**GOAL OF THE EXERCISE:**
Edit the data below so that every occurrence of "rough mask" becomes "coarse mask", leaving everything else as it is.

**EXCERPTED DATA:**

--- --- ---

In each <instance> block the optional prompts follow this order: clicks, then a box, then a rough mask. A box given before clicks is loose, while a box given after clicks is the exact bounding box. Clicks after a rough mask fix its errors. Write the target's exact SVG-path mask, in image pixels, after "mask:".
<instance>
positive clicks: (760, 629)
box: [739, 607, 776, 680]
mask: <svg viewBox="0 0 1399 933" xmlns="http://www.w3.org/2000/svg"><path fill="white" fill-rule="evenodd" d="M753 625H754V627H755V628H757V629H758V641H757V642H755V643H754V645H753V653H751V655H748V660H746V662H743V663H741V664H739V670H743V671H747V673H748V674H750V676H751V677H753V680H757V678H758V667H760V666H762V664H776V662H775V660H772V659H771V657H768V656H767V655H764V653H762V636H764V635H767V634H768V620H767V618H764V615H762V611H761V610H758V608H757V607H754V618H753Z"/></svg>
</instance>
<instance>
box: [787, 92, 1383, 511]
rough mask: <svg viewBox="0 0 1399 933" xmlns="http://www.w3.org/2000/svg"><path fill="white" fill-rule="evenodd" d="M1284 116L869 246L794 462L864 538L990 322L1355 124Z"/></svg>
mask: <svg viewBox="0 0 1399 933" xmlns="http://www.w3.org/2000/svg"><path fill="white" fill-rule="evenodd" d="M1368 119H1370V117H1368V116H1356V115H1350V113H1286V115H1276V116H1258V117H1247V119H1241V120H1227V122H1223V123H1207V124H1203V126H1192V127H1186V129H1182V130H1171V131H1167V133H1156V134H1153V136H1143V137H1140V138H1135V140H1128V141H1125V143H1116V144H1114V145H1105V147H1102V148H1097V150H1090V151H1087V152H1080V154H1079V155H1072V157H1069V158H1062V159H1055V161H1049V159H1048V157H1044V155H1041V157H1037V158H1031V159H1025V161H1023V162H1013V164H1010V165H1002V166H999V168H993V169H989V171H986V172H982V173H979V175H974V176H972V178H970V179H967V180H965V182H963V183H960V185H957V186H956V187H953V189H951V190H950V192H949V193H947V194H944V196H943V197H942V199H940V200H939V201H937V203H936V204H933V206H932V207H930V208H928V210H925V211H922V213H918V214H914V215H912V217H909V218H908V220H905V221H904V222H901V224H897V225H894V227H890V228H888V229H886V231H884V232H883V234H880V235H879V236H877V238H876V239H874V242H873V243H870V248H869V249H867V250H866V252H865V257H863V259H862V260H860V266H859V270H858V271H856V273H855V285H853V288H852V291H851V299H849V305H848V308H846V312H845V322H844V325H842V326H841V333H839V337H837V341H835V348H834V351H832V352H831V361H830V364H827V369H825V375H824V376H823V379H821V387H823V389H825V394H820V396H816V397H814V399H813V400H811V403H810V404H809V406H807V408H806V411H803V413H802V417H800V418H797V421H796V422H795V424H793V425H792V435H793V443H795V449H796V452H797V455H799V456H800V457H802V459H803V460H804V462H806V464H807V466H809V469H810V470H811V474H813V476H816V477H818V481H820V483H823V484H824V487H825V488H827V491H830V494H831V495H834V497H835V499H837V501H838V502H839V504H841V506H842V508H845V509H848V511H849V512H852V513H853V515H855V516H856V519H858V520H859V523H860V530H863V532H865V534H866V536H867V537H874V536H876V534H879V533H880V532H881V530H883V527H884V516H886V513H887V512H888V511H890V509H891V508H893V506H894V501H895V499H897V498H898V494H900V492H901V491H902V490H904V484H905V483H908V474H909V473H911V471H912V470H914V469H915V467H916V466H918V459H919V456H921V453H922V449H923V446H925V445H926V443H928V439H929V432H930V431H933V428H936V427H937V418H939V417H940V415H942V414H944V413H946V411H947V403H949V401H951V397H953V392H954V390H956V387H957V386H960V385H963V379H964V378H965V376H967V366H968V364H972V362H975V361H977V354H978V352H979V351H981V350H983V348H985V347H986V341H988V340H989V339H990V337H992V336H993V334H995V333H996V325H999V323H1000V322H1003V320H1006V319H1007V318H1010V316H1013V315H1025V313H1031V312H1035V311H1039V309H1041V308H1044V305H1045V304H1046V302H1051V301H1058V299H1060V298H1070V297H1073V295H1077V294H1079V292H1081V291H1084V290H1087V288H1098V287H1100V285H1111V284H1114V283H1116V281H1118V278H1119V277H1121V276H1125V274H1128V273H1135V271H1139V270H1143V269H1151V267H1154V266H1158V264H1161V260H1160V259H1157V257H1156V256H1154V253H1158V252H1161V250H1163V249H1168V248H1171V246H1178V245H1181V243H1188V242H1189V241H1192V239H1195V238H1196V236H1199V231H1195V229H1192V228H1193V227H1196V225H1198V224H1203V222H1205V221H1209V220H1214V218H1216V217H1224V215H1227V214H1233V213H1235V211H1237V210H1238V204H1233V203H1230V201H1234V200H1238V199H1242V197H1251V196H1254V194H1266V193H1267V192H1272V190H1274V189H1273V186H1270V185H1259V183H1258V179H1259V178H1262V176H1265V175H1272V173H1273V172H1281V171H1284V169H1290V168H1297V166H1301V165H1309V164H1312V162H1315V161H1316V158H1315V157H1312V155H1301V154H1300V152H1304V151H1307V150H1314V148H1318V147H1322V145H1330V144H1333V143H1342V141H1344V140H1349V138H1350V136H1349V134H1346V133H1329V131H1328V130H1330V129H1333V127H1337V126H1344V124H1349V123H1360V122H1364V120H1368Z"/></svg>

--- --- ---

**ANSWER TO THE PROBLEM:**
In each <instance> block the optional prompts follow this order: clicks, then a box, then a coarse mask. A box given before clicks is loose, while a box given after clicks is the exact bounding box. Clicks after a coarse mask fix its errors. Write the target's exact SVG-path mask, in image pixels, after "mask:".
<instance>
positive clicks: (760, 629)
box: [739, 607, 776, 680]
mask: <svg viewBox="0 0 1399 933" xmlns="http://www.w3.org/2000/svg"><path fill="white" fill-rule="evenodd" d="M753 625H754V627H755V628H757V629H758V641H757V642H755V643H754V645H753V653H751V655H748V660H746V662H743V663H741V664H739V670H743V671H747V673H748V674H750V676H751V677H753V680H757V678H758V667H760V666H762V664H776V662H775V660H772V659H771V657H768V656H767V655H764V653H762V636H764V635H767V634H768V620H767V618H764V615H762V611H761V610H758V608H757V607H754V618H753Z"/></svg>
</instance>
<instance>
box: [787, 92, 1383, 511]
coarse mask: <svg viewBox="0 0 1399 933" xmlns="http://www.w3.org/2000/svg"><path fill="white" fill-rule="evenodd" d="M1284 116L869 246L794 462L864 538L990 322L1355 124Z"/></svg>
mask: <svg viewBox="0 0 1399 933" xmlns="http://www.w3.org/2000/svg"><path fill="white" fill-rule="evenodd" d="M1368 119H1370V117H1368V116H1356V115H1350V113H1286V115H1276V116H1258V117H1247V119H1241V120H1227V122H1223V123H1207V124H1203V126H1192V127H1186V129H1182V130H1171V131H1167V133H1156V134H1153V136H1143V137H1140V138H1135V140H1128V141H1125V143H1116V144H1114V145H1105V147H1102V148H1097V150H1090V151H1087V152H1080V154H1079V155H1072V157H1069V158H1062V159H1055V161H1049V159H1048V157H1044V155H1041V157H1037V158H1031V159H1025V161H1023V162H1013V164H1010V165H1002V166H999V168H993V169H989V171H986V172H982V173H979V175H974V176H972V178H970V179H967V180H965V182H963V183H960V185H957V186H956V187H953V189H951V190H950V192H949V193H947V194H944V196H943V197H942V199H940V200H939V201H937V203H936V204H933V206H932V207H930V208H928V210H925V211H922V213H918V214H914V215H912V217H909V218H908V220H905V221H904V222H901V224H897V225H894V227H890V228H888V229H886V231H884V232H883V234H880V235H879V236H877V238H876V239H874V242H873V243H870V248H869V249H867V250H866V252H865V257H863V259H862V260H860V266H859V270H858V271H856V273H855V285H853V288H852V291H851V299H849V305H848V308H846V312H845V322H844V325H842V326H841V333H839V337H837V341H835V348H834V351H832V352H831V361H830V364H827V369H825V375H824V376H823V379H821V387H823V389H825V394H820V396H816V397H814V399H813V400H811V403H810V404H809V406H807V408H806V411H803V413H802V417H800V418H797V421H796V422H795V424H793V425H792V435H793V443H795V449H796V452H797V455H799V456H800V457H802V459H803V460H804V462H806V464H807V466H809V469H810V470H811V474H813V476H816V477H818V481H820V483H823V484H824V487H825V488H827V491H830V494H831V495H834V497H835V499H837V501H838V502H839V504H841V506H842V508H845V509H848V511H849V512H852V513H853V515H855V516H856V519H858V520H859V523H860V530H863V532H865V534H866V536H867V537H874V536H876V534H879V533H880V532H881V530H883V527H884V516H886V513H887V512H888V511H890V509H891V508H893V506H894V501H895V499H897V498H898V494H900V492H901V491H902V490H904V484H905V483H908V474H909V473H911V471H912V470H914V469H915V467H916V466H918V459H919V456H921V453H922V449H923V446H925V445H926V443H928V439H929V432H930V431H933V428H936V427H937V418H939V417H940V415H942V414H944V413H946V411H947V403H949V401H951V397H953V392H954V390H956V387H957V386H960V385H963V379H964V378H965V376H967V366H968V364H972V362H975V361H977V354H978V352H979V351H981V350H983V348H985V347H986V341H988V340H989V339H990V337H992V336H993V334H995V333H996V325H999V323H1000V322H1003V320H1006V319H1007V318H1010V316H1013V315H1025V313H1031V312H1035V311H1039V309H1041V308H1044V305H1045V304H1046V302H1051V301H1058V299H1060V298H1070V297H1073V295H1077V294H1079V292H1081V291H1084V290H1087V288H1098V287H1100V285H1111V284H1114V283H1116V281H1118V278H1119V277H1121V276H1125V274H1128V273H1135V271H1139V270H1143V269H1151V267H1154V266H1158V264H1161V260H1160V259H1157V257H1156V256H1154V253H1158V252H1161V250H1163V249H1168V248H1171V246H1178V245H1181V243H1188V242H1189V241H1192V239H1195V238H1196V236H1199V231H1195V229H1192V228H1193V227H1196V225H1198V224H1203V222H1205V221H1209V220H1214V218H1216V217H1224V215H1227V214H1233V213H1235V211H1237V210H1238V204H1233V203H1230V201H1234V200H1238V199H1242V197H1251V196H1254V194H1266V193H1267V192H1272V190H1274V189H1273V186H1270V185H1259V183H1258V179H1259V178H1262V176H1265V175H1272V173H1273V172H1281V171H1284V169H1290V168H1297V166H1301V165H1309V164H1312V162H1315V161H1316V158H1315V157H1312V155H1301V154H1300V152H1304V151H1307V150H1314V148H1318V147H1322V145H1330V144H1333V143H1342V141H1344V140H1349V138H1350V136H1349V134H1346V133H1329V131H1328V130H1330V129H1333V127H1337V126H1344V124H1349V123H1360V122H1364V120H1368Z"/></svg>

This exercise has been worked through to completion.